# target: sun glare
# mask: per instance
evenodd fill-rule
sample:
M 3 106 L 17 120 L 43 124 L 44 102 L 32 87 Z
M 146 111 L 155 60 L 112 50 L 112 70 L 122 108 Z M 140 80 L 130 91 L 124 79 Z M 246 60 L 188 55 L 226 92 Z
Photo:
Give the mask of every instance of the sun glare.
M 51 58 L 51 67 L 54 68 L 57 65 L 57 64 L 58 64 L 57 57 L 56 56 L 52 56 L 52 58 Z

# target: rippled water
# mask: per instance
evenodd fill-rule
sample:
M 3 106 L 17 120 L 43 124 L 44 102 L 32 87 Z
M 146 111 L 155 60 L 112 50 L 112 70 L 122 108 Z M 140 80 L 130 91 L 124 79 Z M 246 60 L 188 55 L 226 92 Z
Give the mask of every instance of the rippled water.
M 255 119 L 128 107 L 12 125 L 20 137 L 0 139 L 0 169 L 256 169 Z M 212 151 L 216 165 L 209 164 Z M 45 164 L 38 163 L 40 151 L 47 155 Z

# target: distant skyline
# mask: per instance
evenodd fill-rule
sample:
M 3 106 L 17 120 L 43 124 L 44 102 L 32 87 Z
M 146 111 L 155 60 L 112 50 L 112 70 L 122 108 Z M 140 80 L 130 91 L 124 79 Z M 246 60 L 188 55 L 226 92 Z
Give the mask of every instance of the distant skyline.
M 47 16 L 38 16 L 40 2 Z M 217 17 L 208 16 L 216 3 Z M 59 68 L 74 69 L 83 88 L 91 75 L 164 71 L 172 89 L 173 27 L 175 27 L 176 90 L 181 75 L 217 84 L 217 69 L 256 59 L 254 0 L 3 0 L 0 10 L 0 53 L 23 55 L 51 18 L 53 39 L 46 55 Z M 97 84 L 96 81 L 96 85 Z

WHAT YOU HAVE TO DO:
Reproduce the data starting at the line containing "# target: rippled water" and ending at the line containing "M 255 119 L", with "rippled water" changed to "choppy water" wherever it occurs and nothing else altered.

PROBLEM SOLUTION:
# target: choppy water
# mask: per instance
evenodd fill-rule
sample:
M 3 106 L 17 120 L 43 124 L 44 102 L 32 87 Z
M 146 111 L 155 60 L 112 50 L 112 70 L 122 108 Z M 140 80 L 130 91 L 124 79 Z M 246 60 L 188 55 L 226 92 Z
Give the mask of every instance of the choppy water.
M 255 119 L 128 107 L 12 125 L 20 137 L 0 139 L 0 169 L 256 169 Z M 212 151 L 216 165 L 209 164 Z M 45 164 L 38 163 L 40 151 L 47 155 Z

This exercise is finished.